■ STORED RECORDS:
======
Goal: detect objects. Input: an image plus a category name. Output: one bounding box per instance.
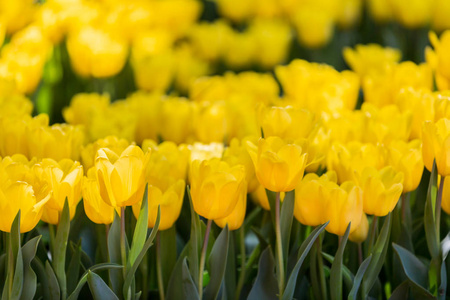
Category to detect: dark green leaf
[181,257,200,300]
[393,243,431,295]
[128,183,148,266]
[330,222,351,300]
[283,221,330,300]
[67,263,123,300]
[362,213,392,299]
[247,246,278,300]
[67,241,81,295]
[52,197,70,299]
[45,260,61,300]
[423,162,440,258]
[280,191,295,270]
[123,206,161,299]
[87,271,119,300]
[108,211,123,295]
[348,254,372,300]
[20,236,41,300]
[204,225,230,300]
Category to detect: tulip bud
[247,137,307,192]
[190,158,247,220]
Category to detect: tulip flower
[359,166,403,217]
[247,137,307,192]
[82,168,116,224]
[190,158,247,220]
[422,118,450,176]
[95,145,150,208]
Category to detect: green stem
[120,206,127,278]
[436,176,445,241]
[156,232,165,300]
[275,192,284,299]
[235,226,247,300]
[198,220,212,300]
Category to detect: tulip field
[0,0,450,300]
======
■ DIRECTIONS FOR THIS TASK: Output every entry above as a two-column CSV with the headers category and boxes, one row per entry. Put each value in a single quoted field with line breaks replaced by spaces, and leave out the pictures.

■ FINISHED EXERCISE:
category,boxes
"Goal: detect objects. Input: an image plus a category name. Output: one bounding box per instance. Category to detect: dark green leaf","[181,257,200,300] [393,243,431,295] [128,183,148,266] [330,222,351,300] [283,221,330,300] [67,263,123,300] [362,213,392,299] [247,246,278,300] [67,241,81,295] [52,197,70,299] [45,260,61,300] [423,162,440,258] [280,191,295,270] [123,206,161,299] [87,271,119,300] [108,211,123,295] [348,254,372,300] [20,236,41,300] [204,225,230,300]"
"Category to detect: tulip bud","[247,137,307,192] [190,158,247,220]"
"Category to detect: tulip flower","[359,166,403,217] [247,137,307,192] [82,168,116,224] [190,158,247,220] [422,118,450,176] [95,145,150,208]"
"Category to detect: green stem","[120,206,127,278] [436,176,445,241] [156,232,165,300] [275,192,284,299] [235,226,247,300] [198,220,212,300]"
"Category to detect: tulip field","[0,0,450,300]"